**Given exercise:** Rewrite the rows below, changing every "purple-brown stem" to "reddish-brown stem" and leaving everything else as it is.

** start Material for this task **

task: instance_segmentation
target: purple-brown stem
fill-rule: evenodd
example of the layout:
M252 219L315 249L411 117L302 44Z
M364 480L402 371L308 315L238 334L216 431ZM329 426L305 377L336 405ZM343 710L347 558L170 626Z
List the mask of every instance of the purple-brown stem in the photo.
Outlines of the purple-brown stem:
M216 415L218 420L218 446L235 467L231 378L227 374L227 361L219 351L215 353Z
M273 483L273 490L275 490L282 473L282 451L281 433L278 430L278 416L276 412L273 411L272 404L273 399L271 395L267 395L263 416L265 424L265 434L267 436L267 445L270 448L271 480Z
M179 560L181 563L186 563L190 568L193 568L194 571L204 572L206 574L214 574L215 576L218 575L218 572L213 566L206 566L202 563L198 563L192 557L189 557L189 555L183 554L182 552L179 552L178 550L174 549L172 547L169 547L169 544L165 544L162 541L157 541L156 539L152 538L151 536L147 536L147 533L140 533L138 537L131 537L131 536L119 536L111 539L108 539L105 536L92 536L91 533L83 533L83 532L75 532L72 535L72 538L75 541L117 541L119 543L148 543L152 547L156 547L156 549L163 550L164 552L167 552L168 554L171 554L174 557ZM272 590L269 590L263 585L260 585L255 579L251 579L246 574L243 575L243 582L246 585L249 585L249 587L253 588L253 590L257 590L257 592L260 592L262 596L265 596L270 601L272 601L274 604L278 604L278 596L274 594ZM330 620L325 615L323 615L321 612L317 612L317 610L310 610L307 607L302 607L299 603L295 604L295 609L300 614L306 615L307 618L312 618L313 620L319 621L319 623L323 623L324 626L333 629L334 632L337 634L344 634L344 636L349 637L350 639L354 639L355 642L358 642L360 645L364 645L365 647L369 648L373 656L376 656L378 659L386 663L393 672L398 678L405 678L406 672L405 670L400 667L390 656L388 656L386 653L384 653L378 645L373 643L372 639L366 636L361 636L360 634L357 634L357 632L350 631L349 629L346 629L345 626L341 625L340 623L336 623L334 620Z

** end Material for this task **

**Response to this task:**
task: instance_segmentation
target: reddish-brown stem
fill-rule: evenodd
example of the layout:
M252 219L315 249L411 117L302 44Z
M364 480L402 371L308 315L238 334L216 431ZM329 426L305 377L336 405ZM343 710L347 558L170 626Z
List the mask of every instance of the reddish-brown stem in the photo.
Outlines of the reddish-brown stem:
M216 415L218 420L218 446L235 467L231 378L227 374L227 361L219 351L215 353Z
M273 483L273 490L275 490L282 473L282 451L281 433L278 430L278 416L276 412L273 411L272 404L273 399L271 395L267 395L263 416L265 424L265 434L267 436L267 445L270 448L271 480Z
M179 560L181 563L186 563L190 568L193 568L194 571L204 572L206 574L214 574L215 576L218 575L218 572L213 566L206 566L202 563L198 563L192 557L189 557L189 555L183 554L182 552L179 552L178 550L174 549L172 547L169 547L169 544L165 544L162 541L157 541L156 539L152 538L151 536L147 536L147 533L140 533L138 537L131 537L131 536L119 536L111 539L108 539L105 536L92 536L91 533L83 533L83 532L75 532L72 535L72 538L75 541L117 541L119 543L148 543L152 547L156 547L156 549L163 550L164 552L167 552L168 554L171 554L174 557ZM272 590L269 590L263 585L260 585L255 579L251 579L246 574L243 575L243 582L246 585L249 585L249 587L253 588L253 590L257 590L257 592L260 592L262 596L265 596L270 601L272 601L274 604L278 604L278 596L274 594ZM330 620L325 615L323 615L321 612L317 612L317 610L310 610L307 607L302 607L299 603L295 604L295 609L300 614L306 615L307 618L312 618L313 620L319 621L319 623L323 623L324 626L333 629L334 632L337 634L344 634L344 636L349 637L350 639L354 639L355 642L358 642L360 645L364 645L365 647L369 648L373 656L376 656L378 659L386 663L393 672L398 678L405 678L406 672L405 670L400 667L390 656L388 656L386 653L384 653L378 645L373 643L372 639L366 636L361 636L360 634L357 634L357 632L350 631L349 629L346 629L345 626L341 625L340 623L336 623L334 620Z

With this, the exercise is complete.